**Work item:** Begin at the line containing "# indicate a point on every instance of the graffiti" and copy each line exactly through the end of the records, leaving out what comes before.

Natural language region descriptions
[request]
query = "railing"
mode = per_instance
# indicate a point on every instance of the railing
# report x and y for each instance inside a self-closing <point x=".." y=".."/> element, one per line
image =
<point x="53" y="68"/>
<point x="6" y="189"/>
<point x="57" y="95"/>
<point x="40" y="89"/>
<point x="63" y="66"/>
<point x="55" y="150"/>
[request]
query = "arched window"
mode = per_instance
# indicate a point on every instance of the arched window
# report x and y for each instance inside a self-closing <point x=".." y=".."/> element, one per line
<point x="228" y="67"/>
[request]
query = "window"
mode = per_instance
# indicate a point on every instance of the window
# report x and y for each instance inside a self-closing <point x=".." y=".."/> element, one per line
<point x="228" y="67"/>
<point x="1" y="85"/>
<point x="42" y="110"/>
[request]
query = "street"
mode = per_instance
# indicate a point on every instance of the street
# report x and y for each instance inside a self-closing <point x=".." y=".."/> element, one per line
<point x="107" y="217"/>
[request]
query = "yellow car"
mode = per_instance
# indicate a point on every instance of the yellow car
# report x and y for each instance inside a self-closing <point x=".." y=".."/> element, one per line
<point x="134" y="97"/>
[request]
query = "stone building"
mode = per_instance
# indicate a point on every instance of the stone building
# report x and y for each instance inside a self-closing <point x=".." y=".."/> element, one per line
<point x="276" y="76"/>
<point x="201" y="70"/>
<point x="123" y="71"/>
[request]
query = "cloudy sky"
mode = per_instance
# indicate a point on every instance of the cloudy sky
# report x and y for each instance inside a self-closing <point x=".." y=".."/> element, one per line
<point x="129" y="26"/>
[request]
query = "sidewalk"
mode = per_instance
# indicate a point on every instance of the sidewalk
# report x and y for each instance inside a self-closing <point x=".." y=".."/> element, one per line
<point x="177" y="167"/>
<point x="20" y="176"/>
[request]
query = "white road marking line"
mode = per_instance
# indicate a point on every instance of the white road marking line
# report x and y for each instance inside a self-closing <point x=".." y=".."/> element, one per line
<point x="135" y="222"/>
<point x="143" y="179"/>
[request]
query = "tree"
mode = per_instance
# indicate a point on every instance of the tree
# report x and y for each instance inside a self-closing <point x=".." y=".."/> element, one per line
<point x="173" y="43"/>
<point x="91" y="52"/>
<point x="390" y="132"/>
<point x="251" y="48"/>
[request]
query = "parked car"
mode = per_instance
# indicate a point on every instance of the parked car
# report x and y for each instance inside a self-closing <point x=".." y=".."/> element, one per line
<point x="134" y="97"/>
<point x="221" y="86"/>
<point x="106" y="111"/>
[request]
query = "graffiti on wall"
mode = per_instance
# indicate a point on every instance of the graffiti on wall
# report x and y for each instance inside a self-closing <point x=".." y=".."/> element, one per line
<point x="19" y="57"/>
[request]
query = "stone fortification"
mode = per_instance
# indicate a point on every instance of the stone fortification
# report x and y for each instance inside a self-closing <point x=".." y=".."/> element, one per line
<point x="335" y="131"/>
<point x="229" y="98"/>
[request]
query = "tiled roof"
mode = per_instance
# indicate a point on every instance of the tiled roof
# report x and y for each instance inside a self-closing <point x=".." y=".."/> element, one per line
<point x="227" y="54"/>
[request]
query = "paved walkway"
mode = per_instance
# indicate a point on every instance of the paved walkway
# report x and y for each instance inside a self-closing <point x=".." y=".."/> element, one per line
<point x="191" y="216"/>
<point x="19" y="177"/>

**Exercise result:**
# indicate a point on every instance of the graffiti on wall
# report x and y for each instance inside a self-closing <point x=".." y=".."/> element, one per line
<point x="19" y="57"/>
[request]
query = "stone fortification"
mode = per_instance
# indicate a point on every instance of the stone fortification
# report x and y for each instance inside a self-closing <point x=".." y=".."/> element, one per line
<point x="335" y="131"/>
<point x="229" y="98"/>
[request]
query = "tiled roof"
mode = per_instance
# indicate a point on every instance of the tiled roof
# report x and y for each instance inside a self-closing <point x=".." y=".."/> element, one per line
<point x="227" y="54"/>
[request]
query = "paved walkway"
mode = per_instance
# indicate a point on every instance of the paved walkway
# report x and y for each instance inside a self-closing <point x=".." y=".."/> element, one per line
<point x="191" y="216"/>
<point x="19" y="177"/>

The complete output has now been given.